• DOCUMENT TEXT
But four years ago we decided that we were no longer afraid!  We had a cultivating tractor (to help keep the rows weeded).  We had done our research and we knew that having our own home-grown strawberries for our CSA members would be a huge hit!  The very next year we had more berries than what we could pick.  We quickly learned that we would need to bring in extra workers during Strawberry season to help get the highly perishable berries picked fast. DSC 0169

You will notice that our local strawberries may look and taste much different from strawberries you buy from the store brought in from California.  The golden state grows them as annuals and re-plants them every year on plastic with a drip-line and fertilizer feed.  On our farm we plant them the first year and don’t harvest until the second year.  We pick the same patch for three years and then turn it under.  The berries are larger the first year and seem to go down in size and production the following two years, but still produce somewhat heavily. 

We are picking from two different patches this season.  One variety is Honey-O and the other variety is Darselect.  At the end of each season we blanket the strawberry field with a fodder mulch (some farms use oat straw) to protect the roots from the harsh Wisconsin winters.  In the Spring the mulch is raked back to expose the mother plant and at that time the plants emerge and begin to sprawl out. 

Strawberries are said to have gotten their name because the plant vines out and sends runners in every direction multiplying with new plants growing in every direction.  The plants runners are “strewn” about straying and strewing in all directions.  A less popular theory is that all of the tiny seeds on the surface of the berry resemble straw or chaff or mote – describing the appearance of the achenes (little seeds) all over the berries.  In England, where the word “strawberry” was said to have originated, they grew in the wild long before they were cultivated or farmed in such a way that straw was applied to the patches. DSC 0179

On our farm we harvest strawberries when they are all the way ripe.  We do not pick under-ripe berries which makes them a highly perishable product.  Once they are harvested, we put them in our walk-in cooler immediately and there they sit until delivery day.  Once they have been removed from the cooler on delivery day, they should be consumed immediately.  We do not recommend trying to hold onto your berries for much longer than a day.  Eat em up!  But maybe you don’t need to be told that and they will have all been eaten on your drive home before you’ve even had a chance to read this newsletter!  We recommend making a fresh strawberry cream pie because there are few things in life that are better than fresh strawberries served on top of a lightly sweetened cream cheese folded in with whipped cream on top of a graham cracker crust.  Take it from me!

Sooo....What's in the box????

• RECORDS PROVIDED

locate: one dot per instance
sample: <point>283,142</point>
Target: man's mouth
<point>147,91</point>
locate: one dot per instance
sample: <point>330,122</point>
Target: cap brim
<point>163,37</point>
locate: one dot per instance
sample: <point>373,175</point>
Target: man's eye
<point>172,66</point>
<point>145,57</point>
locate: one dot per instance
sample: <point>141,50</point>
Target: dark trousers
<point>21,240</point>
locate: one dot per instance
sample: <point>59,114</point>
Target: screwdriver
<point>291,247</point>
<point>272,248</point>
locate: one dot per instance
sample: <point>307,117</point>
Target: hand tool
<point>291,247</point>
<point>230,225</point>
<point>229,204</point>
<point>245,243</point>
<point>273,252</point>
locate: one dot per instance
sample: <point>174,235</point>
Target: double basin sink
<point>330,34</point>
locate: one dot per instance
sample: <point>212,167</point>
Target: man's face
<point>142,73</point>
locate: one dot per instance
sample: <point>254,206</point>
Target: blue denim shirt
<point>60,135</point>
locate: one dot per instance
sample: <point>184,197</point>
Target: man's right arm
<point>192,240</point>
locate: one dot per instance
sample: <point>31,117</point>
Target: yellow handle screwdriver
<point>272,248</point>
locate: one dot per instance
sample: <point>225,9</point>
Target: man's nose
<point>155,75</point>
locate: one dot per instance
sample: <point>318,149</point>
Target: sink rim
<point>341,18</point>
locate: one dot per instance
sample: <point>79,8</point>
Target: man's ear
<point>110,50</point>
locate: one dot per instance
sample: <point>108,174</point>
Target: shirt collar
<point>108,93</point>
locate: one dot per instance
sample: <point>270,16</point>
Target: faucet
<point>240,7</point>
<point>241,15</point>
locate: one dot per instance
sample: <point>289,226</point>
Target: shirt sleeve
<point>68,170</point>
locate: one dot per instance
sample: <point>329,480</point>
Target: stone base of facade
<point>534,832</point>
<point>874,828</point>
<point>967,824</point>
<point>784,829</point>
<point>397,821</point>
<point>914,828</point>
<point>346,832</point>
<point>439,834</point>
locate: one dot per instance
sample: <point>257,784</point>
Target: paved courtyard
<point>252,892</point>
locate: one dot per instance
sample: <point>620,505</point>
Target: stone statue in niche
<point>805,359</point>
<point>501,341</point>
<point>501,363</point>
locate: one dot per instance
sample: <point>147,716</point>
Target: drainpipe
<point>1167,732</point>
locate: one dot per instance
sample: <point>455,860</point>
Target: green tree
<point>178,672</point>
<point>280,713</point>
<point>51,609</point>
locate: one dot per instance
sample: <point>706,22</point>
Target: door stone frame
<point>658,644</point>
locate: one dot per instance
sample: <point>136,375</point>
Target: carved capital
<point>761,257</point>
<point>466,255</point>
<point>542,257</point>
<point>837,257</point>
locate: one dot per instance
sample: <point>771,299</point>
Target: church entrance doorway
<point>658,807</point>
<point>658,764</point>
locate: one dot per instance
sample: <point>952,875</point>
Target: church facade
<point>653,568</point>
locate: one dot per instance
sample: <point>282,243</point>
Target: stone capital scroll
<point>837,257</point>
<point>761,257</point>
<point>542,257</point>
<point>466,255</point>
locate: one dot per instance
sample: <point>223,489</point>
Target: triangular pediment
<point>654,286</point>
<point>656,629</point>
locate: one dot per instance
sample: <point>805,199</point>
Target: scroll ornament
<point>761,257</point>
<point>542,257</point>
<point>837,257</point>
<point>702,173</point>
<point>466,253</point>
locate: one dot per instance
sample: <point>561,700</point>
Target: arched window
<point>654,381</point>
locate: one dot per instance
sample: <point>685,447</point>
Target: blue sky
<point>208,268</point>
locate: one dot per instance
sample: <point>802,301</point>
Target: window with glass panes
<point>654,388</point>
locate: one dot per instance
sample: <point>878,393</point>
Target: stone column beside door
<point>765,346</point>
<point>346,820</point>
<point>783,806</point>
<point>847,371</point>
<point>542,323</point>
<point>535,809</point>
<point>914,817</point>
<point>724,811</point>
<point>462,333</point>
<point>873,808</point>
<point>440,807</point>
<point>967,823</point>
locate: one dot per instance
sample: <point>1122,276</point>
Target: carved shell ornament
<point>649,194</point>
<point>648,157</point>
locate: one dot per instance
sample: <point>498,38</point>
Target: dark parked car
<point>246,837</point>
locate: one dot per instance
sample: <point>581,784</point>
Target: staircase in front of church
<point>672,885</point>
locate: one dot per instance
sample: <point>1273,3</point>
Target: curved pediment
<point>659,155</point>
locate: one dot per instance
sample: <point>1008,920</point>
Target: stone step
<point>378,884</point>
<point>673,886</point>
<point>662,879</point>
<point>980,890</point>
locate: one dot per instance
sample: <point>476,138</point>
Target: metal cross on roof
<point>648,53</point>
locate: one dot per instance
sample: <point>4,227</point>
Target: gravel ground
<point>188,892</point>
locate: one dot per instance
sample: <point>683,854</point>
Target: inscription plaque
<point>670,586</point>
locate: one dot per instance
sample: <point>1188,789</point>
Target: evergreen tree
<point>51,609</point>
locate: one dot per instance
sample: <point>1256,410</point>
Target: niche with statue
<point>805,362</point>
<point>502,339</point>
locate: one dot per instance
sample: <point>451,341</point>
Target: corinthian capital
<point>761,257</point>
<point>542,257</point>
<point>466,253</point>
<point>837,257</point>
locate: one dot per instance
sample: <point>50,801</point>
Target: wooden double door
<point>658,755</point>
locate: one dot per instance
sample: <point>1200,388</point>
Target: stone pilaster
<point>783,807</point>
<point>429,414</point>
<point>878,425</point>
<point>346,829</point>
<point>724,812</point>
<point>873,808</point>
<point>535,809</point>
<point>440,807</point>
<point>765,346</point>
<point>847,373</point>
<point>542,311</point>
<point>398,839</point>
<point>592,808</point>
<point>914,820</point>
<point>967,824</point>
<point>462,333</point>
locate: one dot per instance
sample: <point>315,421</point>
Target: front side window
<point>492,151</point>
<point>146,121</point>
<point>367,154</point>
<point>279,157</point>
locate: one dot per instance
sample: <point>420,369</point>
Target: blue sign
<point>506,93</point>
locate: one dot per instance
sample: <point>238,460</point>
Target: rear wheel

• TO-DO LIST
1. Answer these from the strawberry newsletter, one line each:
(a) For how many years is the same strawberry patch picked before it is turned under?
(b) Which two strawberry varieties are being picked this season?
(c) Where are the berries put immediately after they are harvested?
2. Reproduce the strawberry newsletter starting with "We are picking" and going on through "to sprawl out.", renaming "Darselect" to "Jewel".

• IN RESPONSE
1.
(a) Three years.
(b) Honey-O and Darselect.
(c) In the walk-in cooler.

2.
We are picking from two different patches this season.  One variety is Honey-O and the other variety is Jewel.  At the end of each season we blanket the strawberry field with a fodder mulch (some farms use oat straw) to protect the roots from the harsh Wisconsin winters.  In the Spring the mulch is raked back to expose the mother plant and at that time the plants emerge and begin to sprawl out.